• **PROVIDED MATERIAL**:
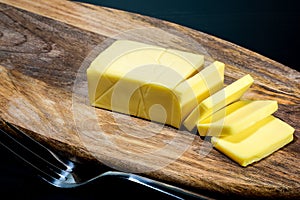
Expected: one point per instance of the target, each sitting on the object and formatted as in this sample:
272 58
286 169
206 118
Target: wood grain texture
44 49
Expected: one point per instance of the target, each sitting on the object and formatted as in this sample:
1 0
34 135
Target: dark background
270 28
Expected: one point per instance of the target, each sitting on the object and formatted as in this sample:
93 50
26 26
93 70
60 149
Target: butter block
257 142
197 88
151 82
220 99
236 117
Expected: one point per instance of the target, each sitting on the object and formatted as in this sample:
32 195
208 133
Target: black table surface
270 28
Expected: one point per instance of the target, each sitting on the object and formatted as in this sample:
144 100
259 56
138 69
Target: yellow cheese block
257 142
197 88
236 117
215 102
150 82
128 58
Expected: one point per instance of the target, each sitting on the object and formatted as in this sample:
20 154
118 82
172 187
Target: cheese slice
215 102
150 82
255 143
236 117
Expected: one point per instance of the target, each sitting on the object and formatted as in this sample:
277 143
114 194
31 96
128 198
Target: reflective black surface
268 27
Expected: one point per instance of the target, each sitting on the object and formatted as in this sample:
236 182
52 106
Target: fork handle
170 190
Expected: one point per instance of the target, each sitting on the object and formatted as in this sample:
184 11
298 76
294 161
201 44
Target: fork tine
33 154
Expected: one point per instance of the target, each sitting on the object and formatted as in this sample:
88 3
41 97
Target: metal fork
64 173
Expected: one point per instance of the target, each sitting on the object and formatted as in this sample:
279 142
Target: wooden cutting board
45 47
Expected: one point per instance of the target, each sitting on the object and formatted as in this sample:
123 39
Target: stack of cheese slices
173 87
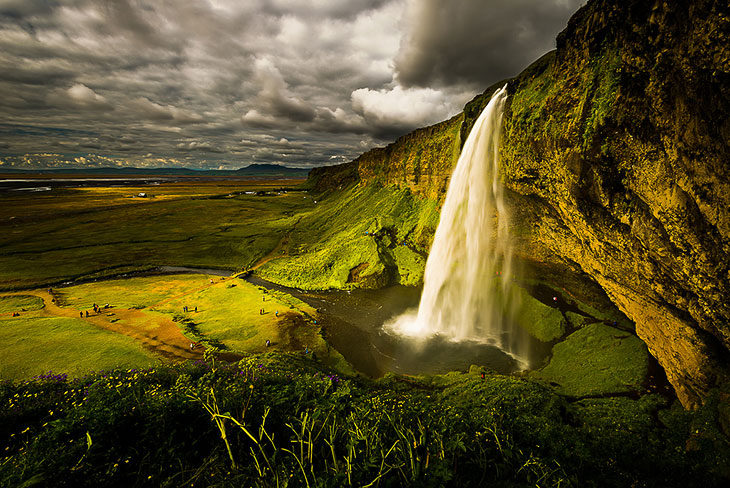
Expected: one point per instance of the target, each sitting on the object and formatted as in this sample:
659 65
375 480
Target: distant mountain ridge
270 170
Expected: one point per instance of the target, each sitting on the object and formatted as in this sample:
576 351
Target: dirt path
159 334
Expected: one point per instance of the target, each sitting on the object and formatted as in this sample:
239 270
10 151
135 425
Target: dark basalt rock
616 156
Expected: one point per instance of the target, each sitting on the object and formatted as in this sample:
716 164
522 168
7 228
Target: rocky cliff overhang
616 154
618 143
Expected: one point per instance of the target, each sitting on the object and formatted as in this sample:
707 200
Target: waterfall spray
467 293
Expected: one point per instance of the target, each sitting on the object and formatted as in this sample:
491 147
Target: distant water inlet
468 288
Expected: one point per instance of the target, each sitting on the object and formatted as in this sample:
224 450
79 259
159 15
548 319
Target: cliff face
616 154
620 147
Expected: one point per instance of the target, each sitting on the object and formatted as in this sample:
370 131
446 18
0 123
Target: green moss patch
541 321
597 360
359 237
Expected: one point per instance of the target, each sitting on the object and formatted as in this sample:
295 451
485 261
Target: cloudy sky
227 83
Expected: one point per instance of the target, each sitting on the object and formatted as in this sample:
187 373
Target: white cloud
79 96
399 107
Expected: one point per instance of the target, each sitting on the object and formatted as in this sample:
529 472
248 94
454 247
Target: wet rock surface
615 154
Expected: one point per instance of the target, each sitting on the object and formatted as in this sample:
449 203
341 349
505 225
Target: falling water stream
468 283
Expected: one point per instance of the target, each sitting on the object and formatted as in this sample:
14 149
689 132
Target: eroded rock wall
621 139
616 156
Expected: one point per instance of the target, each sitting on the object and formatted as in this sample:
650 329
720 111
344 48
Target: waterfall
468 293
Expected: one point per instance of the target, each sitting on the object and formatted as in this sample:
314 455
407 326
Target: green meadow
97 232
37 345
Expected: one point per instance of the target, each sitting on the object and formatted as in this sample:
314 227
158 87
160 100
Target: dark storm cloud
477 43
226 83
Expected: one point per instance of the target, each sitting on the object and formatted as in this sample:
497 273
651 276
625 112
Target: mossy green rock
597 360
614 155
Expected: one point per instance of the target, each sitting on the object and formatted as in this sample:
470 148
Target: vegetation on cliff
285 420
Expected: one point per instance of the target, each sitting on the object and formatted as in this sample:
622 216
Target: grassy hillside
284 420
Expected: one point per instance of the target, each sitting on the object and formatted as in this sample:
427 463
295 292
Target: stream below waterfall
352 322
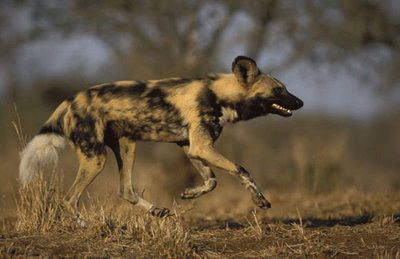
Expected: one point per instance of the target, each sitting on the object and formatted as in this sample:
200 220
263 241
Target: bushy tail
40 154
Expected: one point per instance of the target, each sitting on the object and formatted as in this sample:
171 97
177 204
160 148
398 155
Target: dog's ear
246 71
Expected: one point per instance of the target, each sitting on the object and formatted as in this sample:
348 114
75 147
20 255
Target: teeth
280 108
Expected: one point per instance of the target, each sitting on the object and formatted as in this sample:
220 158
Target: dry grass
314 181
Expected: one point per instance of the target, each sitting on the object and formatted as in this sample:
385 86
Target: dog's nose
299 103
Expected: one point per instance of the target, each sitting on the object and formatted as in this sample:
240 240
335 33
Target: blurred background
340 57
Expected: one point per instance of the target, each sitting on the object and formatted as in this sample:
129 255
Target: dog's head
264 93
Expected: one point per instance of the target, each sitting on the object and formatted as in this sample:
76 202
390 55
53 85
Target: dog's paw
160 212
261 201
189 194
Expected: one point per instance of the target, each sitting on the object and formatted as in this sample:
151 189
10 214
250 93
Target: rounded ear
246 71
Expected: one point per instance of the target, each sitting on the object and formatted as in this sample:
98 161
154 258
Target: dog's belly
158 131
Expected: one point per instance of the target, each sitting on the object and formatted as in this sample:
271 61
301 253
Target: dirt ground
346 224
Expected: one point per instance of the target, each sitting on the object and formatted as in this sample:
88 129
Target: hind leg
89 168
125 155
210 182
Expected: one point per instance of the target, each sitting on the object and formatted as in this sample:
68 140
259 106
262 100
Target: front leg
210 182
205 152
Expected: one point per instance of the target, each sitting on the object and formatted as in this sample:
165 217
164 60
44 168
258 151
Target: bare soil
347 224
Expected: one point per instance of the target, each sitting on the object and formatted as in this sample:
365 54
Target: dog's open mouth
281 111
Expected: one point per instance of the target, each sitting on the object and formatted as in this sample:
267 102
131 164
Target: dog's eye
277 91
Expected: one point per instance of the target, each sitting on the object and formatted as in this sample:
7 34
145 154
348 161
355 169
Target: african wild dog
188 112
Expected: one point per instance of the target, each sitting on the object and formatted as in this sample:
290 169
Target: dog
188 112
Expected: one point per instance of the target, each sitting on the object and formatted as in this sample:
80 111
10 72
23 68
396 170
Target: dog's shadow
314 222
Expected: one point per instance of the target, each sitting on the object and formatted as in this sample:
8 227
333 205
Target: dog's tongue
281 110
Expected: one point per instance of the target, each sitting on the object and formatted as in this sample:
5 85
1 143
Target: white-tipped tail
39 155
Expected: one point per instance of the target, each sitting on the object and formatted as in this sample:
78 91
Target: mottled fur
188 112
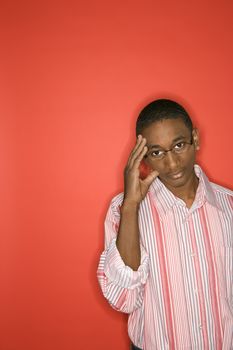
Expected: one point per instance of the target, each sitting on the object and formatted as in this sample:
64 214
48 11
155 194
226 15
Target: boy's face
176 168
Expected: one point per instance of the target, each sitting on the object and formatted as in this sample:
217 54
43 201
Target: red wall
73 76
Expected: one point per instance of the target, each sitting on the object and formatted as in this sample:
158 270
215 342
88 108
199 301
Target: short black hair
162 109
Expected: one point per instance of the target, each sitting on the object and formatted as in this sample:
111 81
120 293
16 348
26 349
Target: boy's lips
176 175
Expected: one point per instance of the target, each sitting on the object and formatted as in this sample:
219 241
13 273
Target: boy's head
159 110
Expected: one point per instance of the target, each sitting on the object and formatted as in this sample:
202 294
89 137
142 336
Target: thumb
151 177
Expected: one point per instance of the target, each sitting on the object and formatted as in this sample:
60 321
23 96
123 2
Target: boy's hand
135 188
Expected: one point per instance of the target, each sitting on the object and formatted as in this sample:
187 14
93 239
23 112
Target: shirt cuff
122 275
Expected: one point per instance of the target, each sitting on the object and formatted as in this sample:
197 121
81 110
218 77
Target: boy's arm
135 189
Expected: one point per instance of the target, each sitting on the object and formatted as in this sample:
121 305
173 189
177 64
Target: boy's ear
196 139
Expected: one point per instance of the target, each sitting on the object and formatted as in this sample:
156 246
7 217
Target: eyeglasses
178 148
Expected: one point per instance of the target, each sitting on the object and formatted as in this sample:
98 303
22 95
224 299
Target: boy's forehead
166 126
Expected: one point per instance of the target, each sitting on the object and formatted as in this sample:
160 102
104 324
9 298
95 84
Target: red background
73 76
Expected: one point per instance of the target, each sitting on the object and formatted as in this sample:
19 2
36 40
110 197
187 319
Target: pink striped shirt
181 296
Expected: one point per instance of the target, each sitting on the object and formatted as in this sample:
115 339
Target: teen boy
168 258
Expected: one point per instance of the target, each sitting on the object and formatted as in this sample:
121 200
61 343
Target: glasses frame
172 149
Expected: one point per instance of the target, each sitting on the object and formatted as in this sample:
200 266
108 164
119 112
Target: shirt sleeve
122 286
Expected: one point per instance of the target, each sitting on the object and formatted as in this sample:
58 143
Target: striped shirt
181 296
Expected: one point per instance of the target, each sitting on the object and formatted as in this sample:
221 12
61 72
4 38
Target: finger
137 151
137 146
135 162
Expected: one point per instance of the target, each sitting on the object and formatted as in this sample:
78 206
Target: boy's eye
179 145
157 153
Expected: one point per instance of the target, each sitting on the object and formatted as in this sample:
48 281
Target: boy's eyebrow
179 138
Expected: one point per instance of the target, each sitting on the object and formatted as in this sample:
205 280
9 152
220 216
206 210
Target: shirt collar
165 199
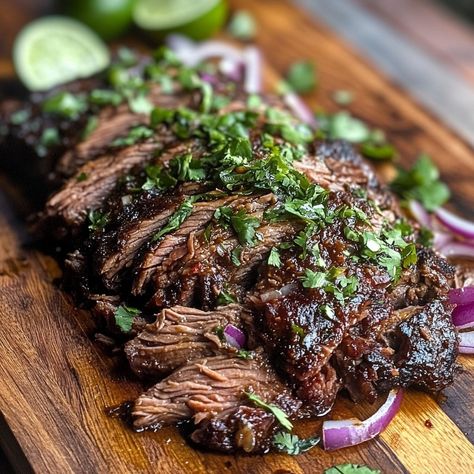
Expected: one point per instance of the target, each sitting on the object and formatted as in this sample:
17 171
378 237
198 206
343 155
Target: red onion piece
253 70
456 224
466 342
420 214
461 295
234 336
343 433
299 108
463 316
458 249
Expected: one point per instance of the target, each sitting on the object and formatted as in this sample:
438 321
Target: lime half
197 19
54 50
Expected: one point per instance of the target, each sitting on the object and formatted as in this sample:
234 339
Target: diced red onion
458 249
466 342
253 70
463 316
420 214
456 224
234 336
343 433
299 108
461 295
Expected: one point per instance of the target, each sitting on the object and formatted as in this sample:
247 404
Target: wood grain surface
56 383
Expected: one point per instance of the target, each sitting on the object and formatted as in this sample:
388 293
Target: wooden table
55 383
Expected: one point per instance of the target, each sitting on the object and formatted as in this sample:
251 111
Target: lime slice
54 50
197 19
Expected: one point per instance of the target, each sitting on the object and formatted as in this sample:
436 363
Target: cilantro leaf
422 183
225 298
279 414
301 76
180 215
124 316
351 469
242 25
292 444
135 135
274 258
97 220
65 104
245 227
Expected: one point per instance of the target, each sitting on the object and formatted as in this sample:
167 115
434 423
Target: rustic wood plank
433 27
56 383
445 93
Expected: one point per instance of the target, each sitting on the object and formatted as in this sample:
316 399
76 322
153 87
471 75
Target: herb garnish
124 316
274 258
292 444
242 25
301 76
279 414
134 135
180 215
65 104
97 220
422 183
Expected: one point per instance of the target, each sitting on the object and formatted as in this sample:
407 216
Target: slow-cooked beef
178 335
205 387
219 214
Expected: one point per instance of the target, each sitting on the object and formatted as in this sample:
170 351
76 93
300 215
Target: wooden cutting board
56 383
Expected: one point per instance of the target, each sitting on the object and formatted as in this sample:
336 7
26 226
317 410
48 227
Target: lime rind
168 14
54 50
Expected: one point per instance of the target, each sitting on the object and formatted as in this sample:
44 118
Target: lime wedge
197 19
54 50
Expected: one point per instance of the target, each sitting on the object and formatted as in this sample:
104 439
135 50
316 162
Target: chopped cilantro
180 215
279 414
124 316
185 168
422 183
292 444
135 135
225 298
301 76
65 104
97 220
158 178
242 25
274 258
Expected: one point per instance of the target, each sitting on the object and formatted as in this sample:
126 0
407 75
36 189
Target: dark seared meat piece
245 428
206 387
180 335
432 278
116 248
199 218
413 346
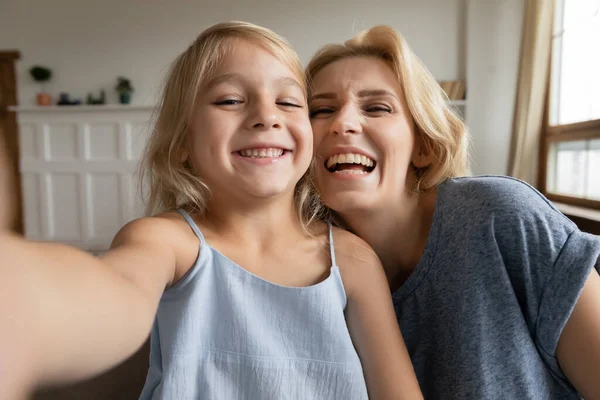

• **YOUR OBJECTIVE**:
Count the lines in the records above that contain the string "table", matching case exactly. Reply with the number only.

• **TASK RESPONSE**:
2